**READING TEXT:**
The attitude of ignoring the body cues are not supported by our basic biology. These attitudes are perceived on a physiological level through the threat system of the body as fight and flight responses. Too much stress and the tipping point is reached into a physiological freezing response. Fuzzy thinking, disrupted sleep, ruminating thoughts, low emotional threshold, irritability, inability to feel are part of the freezing response. The body needs a reset. This is a hard break, that often comes with illness patterns, mental health issue and a deep disconnect from the body.

Freezing is a bio-break your body wants you to take, it helps you to get out of danger. It’s a great survival mechanism but not sustainable for thriving as a species. Bio-breaks are not helpful when we need to perform in work and relationships. We get stressed, overwhelmed and shut down as a consquence. The need to survive will always overwhelm the desire to thrive. Thriving is being in connection with your inner resources.

How do we overcome this cycle? Notice your habit to believe the inner speed demons. Recognize that your addictive tendencies keep you locked into a cycle of striving without true and lasting satisfaction.

There is an almost too simple technique that we can learn to practice: Lean back! Lean back first before you lean in to anything.

Call it a mindful moment or a pause. Learn to interrupt the habit of automaticity of behavior. Start with your body. Lean back first, literally!

When I first learned to listen to people professionally, I was eager to do well and had a habit leaning forward with my whole body. My supervisor would gently place his large hands on my shoulder and move my whole body back in the chair. Without a single word he would remind my body what it already knows: when I am sitting back in myself I have a much broader picture of what is infront of me. Seeing the whole picture, and I can respond thoughtfully rather than react in spur. Leaning forward, the 100%-go-mode attitude will narrow what I can perceive. I am so busy going that I can’t see what else is there on the periphery. Creativity, new thoughts and spontaneous play live here in the periphery of our own narrow range of perception.

Here is the cool thing: your body knows this already. Just lean back and your body remembers how to shift your state of mind right away. You breath opens up, your vista expands and you come back to ourself. This is mindfulness of body. You learn how to recognize your body response appropriately.

**EXERCISE DATA:**
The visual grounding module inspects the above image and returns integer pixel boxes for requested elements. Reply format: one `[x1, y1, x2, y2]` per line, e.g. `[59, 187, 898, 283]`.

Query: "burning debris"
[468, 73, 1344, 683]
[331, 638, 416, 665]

**APPLY WHAT YOU READ:**
1/ Reproduce the text on stress and leaning back word for word, from "How do we overcome" to "and lasting satisfaction.".
2/ In the text on stress and leaning back, what did the supervisor do when the writer leaned forward while listening?
3/ Write the next part of the text on stress and leaning back, picking up after its last sentence.
The data stands apart from the text on stress and leaning back.

**EXERCISE RESULTS:**
1/
How do we overcome this cycle? Notice your habit to believe the inner speed demons. Recognize that your addictive tendencies keep you locked into a cycle of striving without true and lasting satisfaction.

2/ He gently placed his large hands on the writer's shoulder and moved the writer's whole body back in the chair.

3/
The first step is to recognize how you are not in our body. Anything from being speedy, emotionally raw, edgy or feeling disconnected. Apply this mindful pause, sit back. You can do this wherever you are: in a board meeting, a park bench, at the dinner table. When you find yourself leaning in and forward: sit back and lean back first both physically and figuratively. Then see what wants to happen next. Let go of the planning, the next cool move. Drop any agenda. Take a pause and literally feel the back of the body on the chair. Allow your next response to be without urgency. It seems small, but remember many small reactive steps lead to the burnout and overwhelm we are all struggling with. Start by leaning back first and build the thoughtful responsive person you are meant to be.

Short instructions for leaning back (2 minutes)

  • Notice a feeling such as irritation, speediness or tension in the body
  • Check into your body posture: Are you literally leaning forward? Are your muscles in the belly clenched? Is your face straining or tense? Your eyes straining or tense? Is your voice hurried or high pitched? Is your head dropped down as if you are fighting a strong wind ahead?
  • Time to Lean back! Drop what you are doing, shift your body posture into a more leaning back posture. This can be sitting back, shifting your weight backwards. Sensing your heels rather than your ball of the feet. Feel the back of the chair. Sense your sitzbones.
  • Let you eye gaze be as if you are looking from the back of your eyes, taking in the whole vista in front of you. You might look around and move your eyes and head slowly as if you are sinning the horizon.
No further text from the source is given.